— start Document segment —

Awesome

RWKV Cuda

This is a super simple c++/cuda implementation of rwkv with no pytorch/libtorch dependencies.

included is a simple example of how to use in both c++ and python.

This is dead, try RWKV.CUH or RWKV.HPP or RWKV.CPP

This is also V4 only

Features

Direct Disk -> Gpu loading ( practically no ram needed )
Uint8 by default
Incredibly fast
No dependencies
Simple to use
Simple to build
Optional Python binding using pytorch tensors as wrappers
Native tokenizer!
Windows Support!
HIP(AMD) GPU support!
Vulkan(All) Support!
Distributable programs! (check actions for the prebuilt example apps)
Godot module

Roadmap

Optimize .pth converter (currently uses a lot of ram)
Better uint8 support ( currently only uses Q8_0 algorythm)
Fully fleshed out demos

Run example app

go to the actions tab
find a green checkmark for your platform
download the executable
download or convert a model (downloads here)
place the model.bin file in the same place as the executable
run the executable

Build Instructions

Build librwkv_cuda.a

In the top of the source directory

mkdir build
cd build
cmake ..
cmake --build . --config Release

Build example storygen on Linux/windows

Make sure you already installed CUDA Toolkit / HIP development tools / Vulkan development tools

# in example/storygen
build.sh # Linux/nvidia
build.bat # Windows/nvidia
amd.sh # Linux/Amd
vulkan.sh # Linux/Vulkan(all)

— end Document segment —

▸ What is asked
For each statement below about the RWKV Cuda page, answer yes or no, and quote the exact words from the page that decide it. (a) The implementation depends on pytorch or libtorch. (b) The implementation supports only V4. (c) The .pth converter currently needs little RAM. The material after this text is separate from it.

— start Supplied records —

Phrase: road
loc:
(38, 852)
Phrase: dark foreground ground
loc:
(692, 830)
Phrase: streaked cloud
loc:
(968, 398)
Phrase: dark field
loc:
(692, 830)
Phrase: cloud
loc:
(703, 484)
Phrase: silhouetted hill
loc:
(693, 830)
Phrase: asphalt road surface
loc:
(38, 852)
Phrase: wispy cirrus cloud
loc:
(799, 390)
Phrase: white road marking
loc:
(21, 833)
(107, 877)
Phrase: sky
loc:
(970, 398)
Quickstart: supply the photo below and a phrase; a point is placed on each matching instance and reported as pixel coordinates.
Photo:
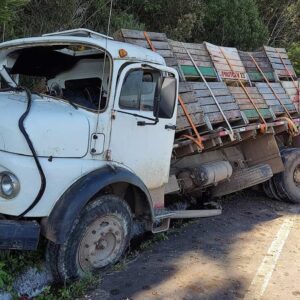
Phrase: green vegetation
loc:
(246, 24)
(294, 55)
(75, 290)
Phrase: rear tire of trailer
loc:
(99, 237)
(288, 182)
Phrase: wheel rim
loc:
(296, 175)
(101, 243)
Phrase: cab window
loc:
(139, 90)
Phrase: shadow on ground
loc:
(194, 261)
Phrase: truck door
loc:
(143, 125)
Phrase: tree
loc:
(8, 10)
(234, 23)
(179, 19)
(294, 55)
(282, 17)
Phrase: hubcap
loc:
(297, 175)
(101, 243)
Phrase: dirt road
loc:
(251, 251)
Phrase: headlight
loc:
(9, 185)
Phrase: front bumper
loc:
(19, 235)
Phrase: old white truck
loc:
(91, 150)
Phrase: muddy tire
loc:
(99, 237)
(288, 182)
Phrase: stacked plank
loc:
(158, 40)
(262, 62)
(227, 62)
(292, 88)
(246, 106)
(199, 54)
(222, 94)
(272, 94)
(192, 105)
(280, 62)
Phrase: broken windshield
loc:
(75, 73)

— end Supplied records —

▸ Full answer
(a) No: "This is a super simple c++/cuda implementation of rwkv with no pytorch/libtorch dependencies."
(b) Yes: "This is also V4 only"
(c) No: "Optimize .pth converter (currently uses a lot of ram)"